PROBLEM 1:
Can you repeat, word for word, the passage of the forum thread on special constables starting with "## EnforceOfficer" and going on through "assigned to them..."?

───── GIVEN TEXT

Massachusetts has "special" constables too.


----------



## a76589

I know two guys that use to be Specials in Agawam. Neither ended up going full time there. Their main job was to direct traffic into and out of Six Flags, do foot patrol inside Six Flags, and fill details. Neither did regular patrol work. They also got some work when the Big E was around in September and October, again, usually directing traffic on the Agawam side of the bridge.


----------



## EnforceOfficer

Lost said:


> Massachusetts has "special" constables too.


:teeth_smile:

No, these in Ontario are actual government/public agency-employed law enforcement officers who can only wear the uniform issued to them, carry the use-of-force options issued to them and drive the cars assigned to them...

If the gov. dept. they work for issues them a baton and handcuffs to carry and a marked Chrysler Sebring sedan with only a rear LED stick in the back window, they can't whacker it up a notch by carrying OC spray and driving their own whackermobile with every known Whelan product wired to it...

──────────
───── EXTRACTED DATA

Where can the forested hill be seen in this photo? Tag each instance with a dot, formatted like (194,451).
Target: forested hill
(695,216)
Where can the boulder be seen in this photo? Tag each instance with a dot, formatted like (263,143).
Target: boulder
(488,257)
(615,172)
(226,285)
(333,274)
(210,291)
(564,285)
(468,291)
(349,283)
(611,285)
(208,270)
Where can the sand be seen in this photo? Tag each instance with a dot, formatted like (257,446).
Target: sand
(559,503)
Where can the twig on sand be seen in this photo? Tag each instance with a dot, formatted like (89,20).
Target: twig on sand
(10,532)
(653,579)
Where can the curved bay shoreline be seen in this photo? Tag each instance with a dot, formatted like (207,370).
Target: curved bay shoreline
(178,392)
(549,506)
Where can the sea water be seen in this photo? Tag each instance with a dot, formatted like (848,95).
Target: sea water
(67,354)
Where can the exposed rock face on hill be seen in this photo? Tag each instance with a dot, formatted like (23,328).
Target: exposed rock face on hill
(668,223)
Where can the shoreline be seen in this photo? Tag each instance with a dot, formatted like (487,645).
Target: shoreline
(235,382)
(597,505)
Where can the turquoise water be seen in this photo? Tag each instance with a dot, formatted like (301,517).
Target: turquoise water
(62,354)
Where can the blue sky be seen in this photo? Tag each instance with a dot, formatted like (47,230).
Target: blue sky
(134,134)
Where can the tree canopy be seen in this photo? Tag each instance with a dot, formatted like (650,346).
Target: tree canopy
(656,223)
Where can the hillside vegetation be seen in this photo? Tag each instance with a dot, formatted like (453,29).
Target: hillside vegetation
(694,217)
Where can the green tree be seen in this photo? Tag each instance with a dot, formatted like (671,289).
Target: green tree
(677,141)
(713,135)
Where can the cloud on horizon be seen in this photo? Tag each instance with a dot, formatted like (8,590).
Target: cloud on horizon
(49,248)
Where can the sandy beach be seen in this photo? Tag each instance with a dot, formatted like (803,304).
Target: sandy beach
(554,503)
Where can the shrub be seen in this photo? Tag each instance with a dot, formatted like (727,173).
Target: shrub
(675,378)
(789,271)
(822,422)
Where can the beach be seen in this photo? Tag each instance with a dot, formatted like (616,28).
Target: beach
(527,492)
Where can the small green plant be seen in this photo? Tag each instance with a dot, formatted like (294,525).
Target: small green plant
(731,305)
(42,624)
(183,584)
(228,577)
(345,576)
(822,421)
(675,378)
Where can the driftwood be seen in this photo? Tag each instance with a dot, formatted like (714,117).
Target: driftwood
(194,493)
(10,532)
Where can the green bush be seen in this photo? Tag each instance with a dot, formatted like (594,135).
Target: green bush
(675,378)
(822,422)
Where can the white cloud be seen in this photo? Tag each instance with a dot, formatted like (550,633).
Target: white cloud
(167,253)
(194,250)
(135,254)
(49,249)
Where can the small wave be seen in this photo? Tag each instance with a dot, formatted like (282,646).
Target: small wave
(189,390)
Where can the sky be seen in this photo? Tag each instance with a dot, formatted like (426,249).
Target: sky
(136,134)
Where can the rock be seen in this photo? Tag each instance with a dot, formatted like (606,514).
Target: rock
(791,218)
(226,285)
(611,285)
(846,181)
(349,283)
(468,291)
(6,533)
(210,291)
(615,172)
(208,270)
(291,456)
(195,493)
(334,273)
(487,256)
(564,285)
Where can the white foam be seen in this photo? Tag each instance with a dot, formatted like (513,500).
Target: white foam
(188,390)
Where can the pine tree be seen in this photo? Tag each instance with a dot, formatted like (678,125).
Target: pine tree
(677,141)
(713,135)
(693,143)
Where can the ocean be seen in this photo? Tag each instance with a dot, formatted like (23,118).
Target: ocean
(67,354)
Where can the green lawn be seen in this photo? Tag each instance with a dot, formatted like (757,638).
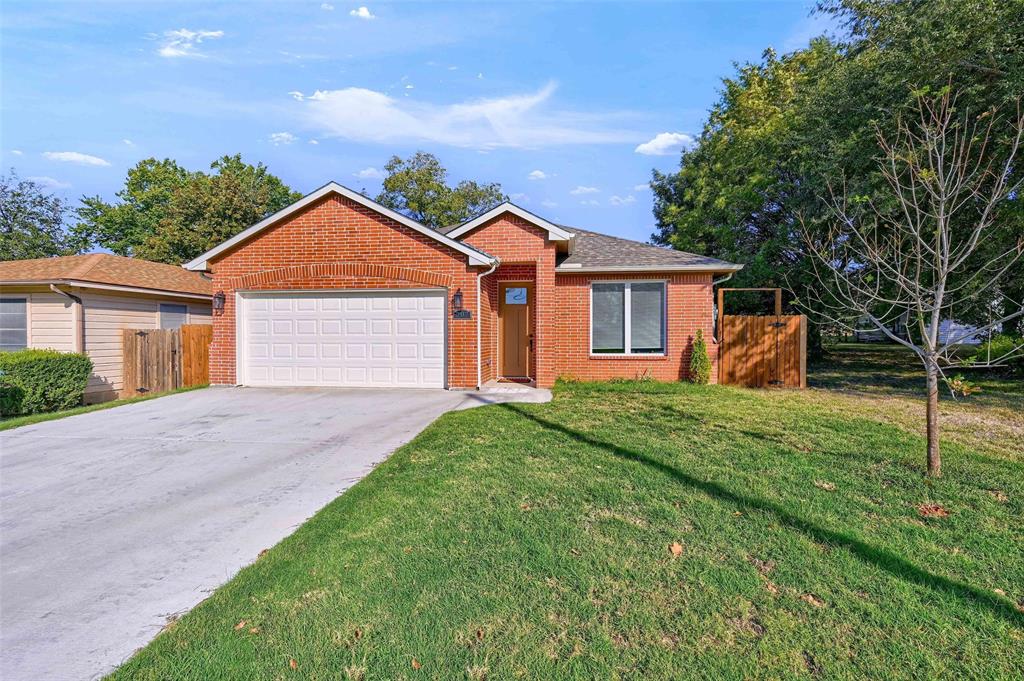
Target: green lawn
(8,422)
(535,541)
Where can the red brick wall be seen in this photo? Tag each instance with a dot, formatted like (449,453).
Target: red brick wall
(338,244)
(689,308)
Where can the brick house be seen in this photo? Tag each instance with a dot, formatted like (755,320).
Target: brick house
(337,290)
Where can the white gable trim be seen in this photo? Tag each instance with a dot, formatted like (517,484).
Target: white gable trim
(475,257)
(555,232)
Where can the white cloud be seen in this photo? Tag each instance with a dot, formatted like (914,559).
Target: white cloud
(514,121)
(666,143)
(76,157)
(371,173)
(48,182)
(182,42)
(278,138)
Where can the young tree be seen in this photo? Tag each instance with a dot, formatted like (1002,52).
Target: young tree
(924,248)
(31,221)
(417,186)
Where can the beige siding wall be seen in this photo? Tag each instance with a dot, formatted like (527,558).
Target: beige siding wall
(50,317)
(105,316)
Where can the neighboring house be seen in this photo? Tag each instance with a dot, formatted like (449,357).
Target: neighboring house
(337,290)
(80,303)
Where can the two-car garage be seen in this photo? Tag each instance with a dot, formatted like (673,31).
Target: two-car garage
(343,338)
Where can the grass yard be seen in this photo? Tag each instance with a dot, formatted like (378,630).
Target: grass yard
(644,530)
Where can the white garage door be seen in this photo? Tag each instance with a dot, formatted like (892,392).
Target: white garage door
(372,339)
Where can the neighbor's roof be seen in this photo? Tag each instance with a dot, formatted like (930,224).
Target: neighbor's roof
(595,252)
(107,269)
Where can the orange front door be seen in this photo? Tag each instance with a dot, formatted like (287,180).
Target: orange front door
(514,335)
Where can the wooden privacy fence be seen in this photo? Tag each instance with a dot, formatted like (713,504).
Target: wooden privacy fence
(762,351)
(162,359)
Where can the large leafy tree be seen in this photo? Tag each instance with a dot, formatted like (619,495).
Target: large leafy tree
(169,214)
(418,187)
(32,221)
(790,131)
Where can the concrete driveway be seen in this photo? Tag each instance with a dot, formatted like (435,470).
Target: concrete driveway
(116,521)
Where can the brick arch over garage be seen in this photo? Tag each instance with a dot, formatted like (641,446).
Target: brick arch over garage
(339,271)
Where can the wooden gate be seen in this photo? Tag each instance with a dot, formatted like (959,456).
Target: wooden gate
(763,351)
(163,359)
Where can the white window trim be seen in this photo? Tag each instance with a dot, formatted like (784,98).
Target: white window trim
(628,322)
(28,313)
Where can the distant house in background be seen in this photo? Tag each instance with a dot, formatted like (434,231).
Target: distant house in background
(80,303)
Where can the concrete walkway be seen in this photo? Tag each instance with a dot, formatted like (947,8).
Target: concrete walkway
(116,521)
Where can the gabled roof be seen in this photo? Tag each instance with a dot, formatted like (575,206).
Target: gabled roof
(555,232)
(476,257)
(105,269)
(593,252)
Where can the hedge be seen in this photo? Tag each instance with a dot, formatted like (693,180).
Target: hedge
(40,381)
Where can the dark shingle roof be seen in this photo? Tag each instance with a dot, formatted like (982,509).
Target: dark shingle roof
(593,250)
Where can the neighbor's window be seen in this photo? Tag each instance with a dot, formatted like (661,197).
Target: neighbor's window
(13,324)
(172,315)
(628,317)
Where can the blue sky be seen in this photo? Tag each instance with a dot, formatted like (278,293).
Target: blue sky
(568,105)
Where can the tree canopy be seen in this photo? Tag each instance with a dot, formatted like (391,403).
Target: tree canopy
(790,131)
(168,214)
(32,221)
(418,187)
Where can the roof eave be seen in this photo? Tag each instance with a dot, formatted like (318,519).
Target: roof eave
(725,267)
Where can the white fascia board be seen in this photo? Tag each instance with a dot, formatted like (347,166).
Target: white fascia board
(555,232)
(475,257)
(569,269)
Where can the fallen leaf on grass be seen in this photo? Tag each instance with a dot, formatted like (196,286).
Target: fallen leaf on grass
(932,511)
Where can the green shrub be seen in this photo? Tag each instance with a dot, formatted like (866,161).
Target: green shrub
(699,363)
(40,381)
(999,345)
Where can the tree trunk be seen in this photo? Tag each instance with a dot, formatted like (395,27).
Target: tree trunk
(932,418)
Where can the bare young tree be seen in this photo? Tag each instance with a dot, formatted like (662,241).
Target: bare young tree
(927,250)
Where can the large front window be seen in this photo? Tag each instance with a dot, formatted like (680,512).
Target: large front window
(628,317)
(13,324)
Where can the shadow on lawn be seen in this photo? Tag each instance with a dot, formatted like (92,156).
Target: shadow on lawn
(879,557)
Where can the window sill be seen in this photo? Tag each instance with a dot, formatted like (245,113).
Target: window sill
(623,355)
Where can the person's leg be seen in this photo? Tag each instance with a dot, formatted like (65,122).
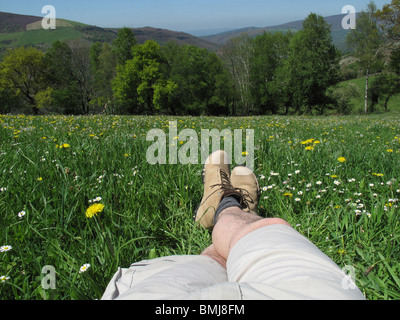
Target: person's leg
(233,224)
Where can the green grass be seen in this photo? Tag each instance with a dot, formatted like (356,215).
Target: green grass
(358,104)
(39,36)
(148,209)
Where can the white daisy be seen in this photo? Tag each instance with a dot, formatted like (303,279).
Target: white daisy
(84,268)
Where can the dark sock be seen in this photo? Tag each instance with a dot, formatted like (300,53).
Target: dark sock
(225,203)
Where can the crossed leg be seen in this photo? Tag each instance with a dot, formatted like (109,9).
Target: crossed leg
(232,225)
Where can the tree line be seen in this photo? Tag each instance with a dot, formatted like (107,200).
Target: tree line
(273,73)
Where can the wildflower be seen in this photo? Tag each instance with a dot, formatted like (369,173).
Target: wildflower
(97,199)
(378,174)
(21,214)
(94,209)
(84,268)
(5,248)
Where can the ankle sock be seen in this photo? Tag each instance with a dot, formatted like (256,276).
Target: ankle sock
(225,203)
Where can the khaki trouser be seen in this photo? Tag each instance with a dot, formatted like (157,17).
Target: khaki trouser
(274,262)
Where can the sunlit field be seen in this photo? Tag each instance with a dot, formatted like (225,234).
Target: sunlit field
(77,193)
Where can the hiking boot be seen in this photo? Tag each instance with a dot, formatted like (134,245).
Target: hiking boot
(216,181)
(244,179)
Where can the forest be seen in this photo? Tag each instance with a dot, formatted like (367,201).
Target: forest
(273,73)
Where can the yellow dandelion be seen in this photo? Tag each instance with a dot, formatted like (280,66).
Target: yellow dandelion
(94,210)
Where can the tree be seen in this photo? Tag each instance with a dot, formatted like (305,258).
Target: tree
(237,54)
(139,82)
(123,45)
(71,75)
(366,41)
(390,18)
(312,65)
(383,87)
(203,85)
(23,72)
(270,52)
(104,63)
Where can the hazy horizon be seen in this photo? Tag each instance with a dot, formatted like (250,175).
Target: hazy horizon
(180,15)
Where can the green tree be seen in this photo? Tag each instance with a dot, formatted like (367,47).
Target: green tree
(140,78)
(204,86)
(104,63)
(23,71)
(71,76)
(366,41)
(312,65)
(123,45)
(237,54)
(383,87)
(389,17)
(270,52)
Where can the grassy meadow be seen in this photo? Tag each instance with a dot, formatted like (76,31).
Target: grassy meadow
(335,179)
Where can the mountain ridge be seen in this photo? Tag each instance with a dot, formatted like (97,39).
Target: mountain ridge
(19,30)
(335,21)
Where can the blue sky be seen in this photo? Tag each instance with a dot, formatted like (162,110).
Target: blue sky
(185,15)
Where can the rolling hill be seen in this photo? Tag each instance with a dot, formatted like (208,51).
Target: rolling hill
(22,30)
(335,21)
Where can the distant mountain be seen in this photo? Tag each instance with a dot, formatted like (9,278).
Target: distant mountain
(22,30)
(335,21)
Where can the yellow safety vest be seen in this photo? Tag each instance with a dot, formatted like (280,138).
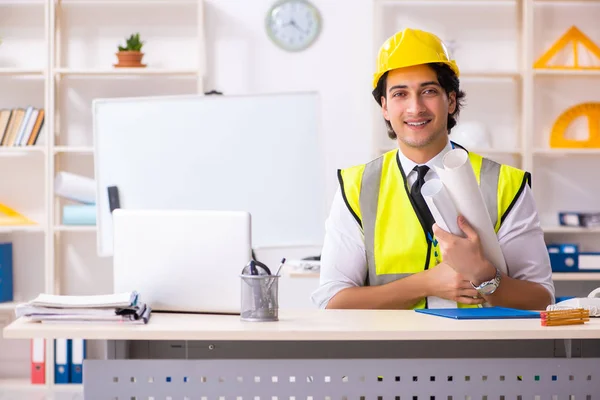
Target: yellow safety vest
(396,244)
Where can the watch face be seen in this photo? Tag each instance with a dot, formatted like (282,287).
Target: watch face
(293,24)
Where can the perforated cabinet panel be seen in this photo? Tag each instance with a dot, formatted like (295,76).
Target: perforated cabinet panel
(360,379)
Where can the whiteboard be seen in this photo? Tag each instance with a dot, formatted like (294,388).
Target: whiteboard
(257,153)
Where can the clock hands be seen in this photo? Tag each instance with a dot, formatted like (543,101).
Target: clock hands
(295,25)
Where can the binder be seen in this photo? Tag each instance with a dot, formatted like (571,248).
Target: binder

──────────

PROBLEM 2:
Which lines in the entries contain the word "roof"? Gather each of them and copy it out in full.

CORRECT RESULT 1:
## EnforceOfficer

Lost said:


> Massachusetts has "special" constables too.


:teeth_smile:

No, these in Ontario are actual government/public agency-employed law enforcement officers who can only wear the uniform issued to them, carry the use-of-force options issued to them and drive the cars assigned to them...

CORRECT RESULT 2:
Where can the neighbor's roof be seen in this photo? Tag each instance with a dot, formatted like (930,224).
Target: neighbor's roof
Where can the gabled roof be seen in this photo? Tag each instance with a dot, formatted like (575,206).
Target: gabled roof
Where can the dark shingle roof be seen in this photo? Tag each instance with a dot, formatted like (982,509).
Target: dark shingle roof
Where can the roof eave be seen in this photo? Tag each instance with a dot, formatted like (318,519).
Target: roof eave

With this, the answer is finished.